The paintings in this exhibition use the Dorset coast as their starting point.  I have often observed the drama which gathers amongst transitional passages of the landscape; linking the land to the sea. 

MARGARET HIGGINSON

STONE SCULPTURE

Margaret Higginson refuses to see stone as concrete. To her, stone is malleable, like glass. It begs to be touched and twisted. Yet, the texture and surface of her chosen material is restricting by its very nature. It is the site of that push and pull, that sense of confusion and complication, where ‘Convolutions’ is born.

CASPER SCARTH

PAINTINGS

Scarth’s paintings involve an interplay of colour, geometric pattern, and loose, free line. This has evolved through a three-stage process involving drawing, collage, and painting.  The compositions are not predetermined, rather they are the product of the shifts and changes made in response to the processes involved in each phase.

RICHENDA COURT

PRINTS AND PAINTINGS

Trained in fine art and contemporary dance Richenda’s work is based around the figure, in gesture, poise and the occasional glance. Drawing is a great passion of hers and it is through this daily process that subconscious ideas are developed before being made into a print.

SALLY ROBSON

PAINTINGS

After twenty-one years working largely as a print-maker Sally now has returned to painting and has been working in oils and acrylic, some figurative, but more recently, abstract shapes and colour with gardens and landscapes in mind.
────
▶ _STATED GOAL 1_
Copy the exhibition text word for word between "The paintings in" and "to the sea.", inclusive.
The exhibition text and the listing have nothing to do with each other.

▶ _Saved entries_
────
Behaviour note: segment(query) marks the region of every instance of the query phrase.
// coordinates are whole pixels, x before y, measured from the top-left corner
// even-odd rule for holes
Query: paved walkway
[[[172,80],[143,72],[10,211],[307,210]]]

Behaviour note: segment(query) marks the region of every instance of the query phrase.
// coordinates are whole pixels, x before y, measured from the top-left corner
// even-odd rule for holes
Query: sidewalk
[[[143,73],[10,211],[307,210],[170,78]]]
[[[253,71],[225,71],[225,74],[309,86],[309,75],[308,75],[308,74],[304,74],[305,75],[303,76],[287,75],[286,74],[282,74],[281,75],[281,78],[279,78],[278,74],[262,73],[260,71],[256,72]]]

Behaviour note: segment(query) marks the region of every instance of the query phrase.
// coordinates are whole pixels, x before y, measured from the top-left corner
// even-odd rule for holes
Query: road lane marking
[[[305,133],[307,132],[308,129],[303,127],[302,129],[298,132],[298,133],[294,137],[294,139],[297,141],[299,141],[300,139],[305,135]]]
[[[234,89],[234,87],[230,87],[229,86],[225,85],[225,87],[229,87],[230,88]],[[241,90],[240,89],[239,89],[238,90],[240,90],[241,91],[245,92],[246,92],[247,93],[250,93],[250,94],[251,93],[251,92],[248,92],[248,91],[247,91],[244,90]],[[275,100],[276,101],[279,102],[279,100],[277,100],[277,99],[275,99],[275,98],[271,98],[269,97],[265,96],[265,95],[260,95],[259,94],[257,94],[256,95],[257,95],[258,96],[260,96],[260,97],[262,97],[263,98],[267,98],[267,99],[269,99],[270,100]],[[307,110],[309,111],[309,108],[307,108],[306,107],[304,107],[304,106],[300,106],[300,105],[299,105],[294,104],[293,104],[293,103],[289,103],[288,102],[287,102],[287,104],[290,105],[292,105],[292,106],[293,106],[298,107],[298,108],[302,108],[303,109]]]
────
▶ _STATED GOAL 2_
In the listing, rewrite every line from its start through the line holding "[[[172,80],[143,72],[10,211],[307,210]]]", inclusive, with the requests kept as they are. Multiply each coordinate in the answers by 2.05 and round it to a whole number, rounding halves up.

▶ _RESPONSE 1_
The paintings in this exhibition use the Dorset coast as their starting point.  I have often observed the drama which gathers amongst transitional passages of the landscape; linking the land to the sea.

▶ _RESPONSE 2_
Behaviour note: segment(query) marks the region of every instance of the query phrase.
// coordinates are whole pixels, x before y, measured from the top-left corner
// even-odd rule for holes
Query: paved walkway
[[[353,164],[293,148],[21,433],[629,431]]]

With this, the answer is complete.